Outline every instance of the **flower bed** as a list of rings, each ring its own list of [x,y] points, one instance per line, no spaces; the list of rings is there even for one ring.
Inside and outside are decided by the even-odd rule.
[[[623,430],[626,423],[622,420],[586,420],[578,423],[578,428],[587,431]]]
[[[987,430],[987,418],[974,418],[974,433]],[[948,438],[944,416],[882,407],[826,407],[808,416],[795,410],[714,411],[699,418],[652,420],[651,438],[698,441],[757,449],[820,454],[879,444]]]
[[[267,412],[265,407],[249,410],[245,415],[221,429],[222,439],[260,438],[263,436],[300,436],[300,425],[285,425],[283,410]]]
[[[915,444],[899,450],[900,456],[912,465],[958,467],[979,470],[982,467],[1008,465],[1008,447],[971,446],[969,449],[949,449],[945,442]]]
---+---
- Task details: Every entry, from top to bottom, should be repeated word for word.

- Task output:
Outline every instance of the **flower bed** as a list of rings, each ring its own list of [x,y] points, one instance per line, no spaces; the list of rings is there even for one ring.
Inside and outside are decided by the even-odd rule.
[[[623,430],[626,423],[622,420],[586,420],[578,423],[578,428],[587,431]]]
[[[987,430],[987,418],[974,418],[974,433]],[[948,438],[944,416],[882,407],[826,407],[808,416],[795,410],[714,411],[699,418],[652,420],[651,438],[698,441],[757,449],[820,454],[879,444]]]
[[[267,412],[265,407],[249,410],[245,415],[221,429],[222,439],[260,438],[263,436],[300,436],[300,425],[285,425],[283,410]]]
[[[915,444],[899,450],[900,456],[912,465],[958,467],[979,470],[982,467],[1008,465],[1008,447],[971,446],[969,449],[949,449],[945,442]]]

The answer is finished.